■ **Work instruction**
Your task is to repeat the listing exactly.

*****

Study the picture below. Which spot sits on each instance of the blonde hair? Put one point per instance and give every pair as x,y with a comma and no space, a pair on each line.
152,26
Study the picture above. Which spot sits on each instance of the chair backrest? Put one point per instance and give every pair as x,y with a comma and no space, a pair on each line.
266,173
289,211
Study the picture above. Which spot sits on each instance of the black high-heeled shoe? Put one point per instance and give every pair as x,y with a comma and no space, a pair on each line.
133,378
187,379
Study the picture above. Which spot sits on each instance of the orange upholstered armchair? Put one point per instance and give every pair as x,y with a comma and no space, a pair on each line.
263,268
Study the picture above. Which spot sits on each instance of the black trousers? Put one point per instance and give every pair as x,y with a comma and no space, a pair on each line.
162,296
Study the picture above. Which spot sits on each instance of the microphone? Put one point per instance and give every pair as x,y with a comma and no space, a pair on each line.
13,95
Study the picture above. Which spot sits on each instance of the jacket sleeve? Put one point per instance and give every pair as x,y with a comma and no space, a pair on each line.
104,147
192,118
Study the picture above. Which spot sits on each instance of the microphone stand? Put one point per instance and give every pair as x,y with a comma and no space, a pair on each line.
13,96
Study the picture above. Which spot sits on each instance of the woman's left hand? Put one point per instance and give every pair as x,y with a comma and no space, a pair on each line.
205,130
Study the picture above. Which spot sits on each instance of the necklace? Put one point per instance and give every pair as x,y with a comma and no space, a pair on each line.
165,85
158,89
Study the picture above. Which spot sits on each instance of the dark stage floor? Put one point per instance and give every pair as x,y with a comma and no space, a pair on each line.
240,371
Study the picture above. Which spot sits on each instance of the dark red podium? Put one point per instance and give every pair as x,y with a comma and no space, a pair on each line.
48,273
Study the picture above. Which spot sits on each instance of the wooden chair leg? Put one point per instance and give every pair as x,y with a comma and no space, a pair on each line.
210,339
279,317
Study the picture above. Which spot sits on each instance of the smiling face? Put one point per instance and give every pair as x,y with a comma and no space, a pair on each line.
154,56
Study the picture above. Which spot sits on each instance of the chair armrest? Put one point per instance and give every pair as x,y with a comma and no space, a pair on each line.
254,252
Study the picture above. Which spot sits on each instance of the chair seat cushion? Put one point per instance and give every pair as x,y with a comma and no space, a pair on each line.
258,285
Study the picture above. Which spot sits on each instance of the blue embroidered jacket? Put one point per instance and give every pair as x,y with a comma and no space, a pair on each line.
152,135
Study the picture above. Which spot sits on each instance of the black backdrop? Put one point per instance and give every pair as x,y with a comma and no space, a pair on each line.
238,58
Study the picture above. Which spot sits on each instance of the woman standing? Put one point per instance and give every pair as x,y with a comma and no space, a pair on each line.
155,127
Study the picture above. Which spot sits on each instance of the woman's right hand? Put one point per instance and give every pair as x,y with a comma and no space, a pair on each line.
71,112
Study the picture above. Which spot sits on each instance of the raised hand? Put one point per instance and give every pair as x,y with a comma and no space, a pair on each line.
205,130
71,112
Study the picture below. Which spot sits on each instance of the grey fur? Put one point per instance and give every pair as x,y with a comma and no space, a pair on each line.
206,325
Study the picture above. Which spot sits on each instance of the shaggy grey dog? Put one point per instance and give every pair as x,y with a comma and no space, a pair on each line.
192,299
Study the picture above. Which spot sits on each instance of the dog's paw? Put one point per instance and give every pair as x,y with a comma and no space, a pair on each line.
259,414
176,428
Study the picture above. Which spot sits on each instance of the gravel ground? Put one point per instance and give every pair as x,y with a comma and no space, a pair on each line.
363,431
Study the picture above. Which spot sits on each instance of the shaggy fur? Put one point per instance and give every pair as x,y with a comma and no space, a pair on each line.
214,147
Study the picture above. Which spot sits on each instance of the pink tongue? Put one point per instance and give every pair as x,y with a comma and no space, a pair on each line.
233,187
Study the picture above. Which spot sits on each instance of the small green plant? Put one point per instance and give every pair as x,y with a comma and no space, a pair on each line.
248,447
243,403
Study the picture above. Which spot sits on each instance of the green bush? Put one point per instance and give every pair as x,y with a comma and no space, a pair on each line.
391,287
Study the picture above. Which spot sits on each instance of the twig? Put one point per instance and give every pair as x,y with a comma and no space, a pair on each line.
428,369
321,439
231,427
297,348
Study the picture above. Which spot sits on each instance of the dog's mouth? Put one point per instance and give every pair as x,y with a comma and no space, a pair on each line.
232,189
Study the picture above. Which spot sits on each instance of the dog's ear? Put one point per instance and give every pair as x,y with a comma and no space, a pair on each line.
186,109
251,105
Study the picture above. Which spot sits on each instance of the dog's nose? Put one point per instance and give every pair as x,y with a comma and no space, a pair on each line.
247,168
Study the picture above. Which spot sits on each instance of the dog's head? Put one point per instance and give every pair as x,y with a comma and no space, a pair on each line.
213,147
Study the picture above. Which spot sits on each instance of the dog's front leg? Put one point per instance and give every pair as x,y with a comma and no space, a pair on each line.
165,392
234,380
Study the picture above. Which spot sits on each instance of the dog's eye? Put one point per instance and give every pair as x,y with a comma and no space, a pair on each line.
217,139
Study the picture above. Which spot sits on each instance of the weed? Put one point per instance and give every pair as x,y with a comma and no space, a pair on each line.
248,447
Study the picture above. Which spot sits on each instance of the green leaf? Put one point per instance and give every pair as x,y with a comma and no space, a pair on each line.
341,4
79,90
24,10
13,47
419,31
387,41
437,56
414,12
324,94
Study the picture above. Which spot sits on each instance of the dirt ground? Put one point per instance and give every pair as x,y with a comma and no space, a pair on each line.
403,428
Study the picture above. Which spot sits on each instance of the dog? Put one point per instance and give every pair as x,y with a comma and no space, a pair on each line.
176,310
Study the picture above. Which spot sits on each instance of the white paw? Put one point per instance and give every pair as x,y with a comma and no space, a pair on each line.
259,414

*****

■ **Answer to the exercise**
Study the picture below. Which spot sits on each instance of the blonde hair? Put one point per instance and give every pair as x,y with a comma and no space, a pair on each line.
152,26
Study the picture above. Which spot sits on each instance of the chair backrest? Put one point per instance and give every pair as x,y with a comma and no space, a pair on each line.
266,173
289,211
Study the picture above. Which spot sits on each instance of the black high-heeled shoe? Put one point per instance and give every pair as x,y with a comma and no space, a pair on each line.
133,378
187,379
Study the picture above. Which spot sits on each instance of the orange upholstered armchair? Put one point per instance and give every pair as x,y with a comma and no space, a pair on each line.
263,268
Study the picture above. Which spot sits on each instance of the black trousers? Put one point per instance and give every pair as x,y with a comma and no space, a pair on each line.
162,296
Study the picture above. Which spot sits on each instance of the microphone? Put one point per instance and give every pair as x,y with a comma and no space, a pair on each line.
13,95
Study the picture above. Which spot sits on each instance of the jacket sleeve? Put one point per instance and give every pair as x,y with a comma and no space, a pair on each line.
104,147
192,118
Study the picture above. Which spot sits on each instance of the microphone stand? Put one point per instance and give every pair as x,y with a comma and no space, a pair on each line.
13,96
Study the picture above. Which spot sits on each instance of the woman's left hand? Put one point per instance and give every pair as x,y with a comma and no space, a pair on each line.
205,130
Study the picture above. Which spot sits on each instance of the necklace? Put one point per instance and give every pair as x,y with a comma and no space, a pair on each line.
165,85
158,89
Study the picture above. Which spot sits on each instance of the dark stage floor? Put one point per instance and give every pair as x,y with a comma and no space, a pair on each line.
240,371
Study the picture above. Which spot sits on each instance of the dark red podium? Put one point per instance and give every pair as x,y with a comma and no space, a pair on each line.
48,273
Study the picture above. Which spot sits on each instance of the wooden chair leg? Put one point per instance and give every pair as x,y with a comma and no space, a pair on each line.
210,339
279,317
Study the picture above. Which spot sits on each instance of the smiling face? Put one point per instance and give every pair as x,y with a comma and no space, a pair on each line.
154,56
Study the picture above. Which spot sits on each instance of the chair armrest? Put one point per instance and give every pair as x,y with a comma and no space, a pair on each line.
254,252
Study the picture above. Which spot sits on each instance of the chair seat cushion? Put one point per instance and give every pair as x,y with a comma and no space, a pair on each line.
258,285
Study the picture above. Which spot sits on each instance of the blue embroidered jacket? Put one point per instance and give every pair as x,y with a comma and no space, a pair on each line.
152,135
Study the picture above. Which spot sits on each instance of the black backdrop? Put one point per instance and give every pair as x,y with a comma and no space, a pair on each line.
238,58
Study the picture above. Which spot sits on each instance of the woman standing? Put one point per instance and give every pair as x,y with a comma and no space, a pair on each line.
155,127
Study the picture above. Which spot sits on each instance of the woman's right hand? Put one point per instance and give every pair as x,y with a comma and no space, a pair on each line.
71,112
Study the picture above. Which spot sits on each instance of the raised hand? Put one point per instance and give every pair as x,y with a comma and no space, a pair on each line.
205,130
71,112
Study the picture below. Which spot sits on each instance of the grey fur? Put one point per instance and give every pair as x,y with a comma and no space, a pair on each line.
206,325
Study the picture above. Which spot sits on each instance of the shaggy grey dog? Put one point per instance and give every pair as x,y with a comma and no space, a pair on each line.
192,299
Study the picture above. Which spot sits on each instance of the dog's paw? Put one point per instance and give every pair as x,y with a comma and no space, a pair on each line.
259,414
176,428
Study the picture above. Which spot sits on each instance of the gravel ground? Put one point per instance and give every pair as x,y with a comma and no space, a pair on each line.
363,431
Study the picture above. Which spot sits on each instance of the shaggy fur? Put one point per instance and give every pair as x,y with a comma and no space, a pair on each line.
214,147
Study the picture above. Which spot sits on each instance of the pink tongue? Put one point per instance and give every pair as x,y with a comma and no space, a pair on each line.
233,187
Study the picture above. Which spot sits on each instance of the small green plant? Put one point per instance and give every pair as x,y with a comma and no space, a pair on each line.
248,447
243,403
Study the picture above. Which spot sits on each instance of the green bush? Put one point per instance and give every pair as x,y with a comma and no space, a pair on each line.
391,287
Study the picture above. Which spot sits on each instance of the twig? Put one point per instance and give every pair as x,y with a comma and no space, a pair on each line.
428,369
321,439
231,427
297,348
Study the picture above. Which spot sits on each instance of the dog's mouth? Put one point per instance and give every pair as x,y with a comma and no space, a pair on each line.
232,189
Study the picture above. Which spot sits on each instance of the dog's ear? Put one point per instance and give every pair as x,y with a comma and no space, a pair on each line.
186,109
251,105
Study the picture above. Which spot sits on each instance of the dog's nose? Put one point per instance and give every pair as x,y with a comma and no space, a pair on each line.
247,168
Study the picture above. Which spot sits on each instance of the dog's head? Put one point per instance and give every pair as x,y with a comma and no space, a pair on each line.
213,147
Study the picture above. Which spot sits on each instance of the dog's front leg? Put one point per instance and give every pair as x,y with a comma and no space, a pair on each line.
165,392
234,380
Study the picture above. Which spot sits on each instance of the dog's eye? Put one point per instance and give every pair as x,y with a comma and no space, a pair on each line.
217,139
Study the picture above. Which spot sits on each instance of the weed? Put one point per instance and give every pair as x,y with a comma and no space, a pair on each line.
248,447
Study the picture above. Which spot sits on each instance of the green leaf? Put one point per instance and give every pair as x,y with a comma and no space, a pair on each line.
341,4
79,90
24,10
13,47
419,31
387,41
437,56
414,12
324,94
Study the picture above. Which spot sits on each instance of the dirt ground? Put one point per instance and give every pair as x,y with a comma and no space, a pair on each line.
403,428
Study the picture above. Which spot sits on each instance of the dog? Put one point per instance and give every pair as x,y with a comma and no space, a pair on each line.
176,310
Study the picture above. Which spot sits on each instance of the white paw? Put one point per instance and give every pair as x,y with a comma and no space, a pair on each line.
259,414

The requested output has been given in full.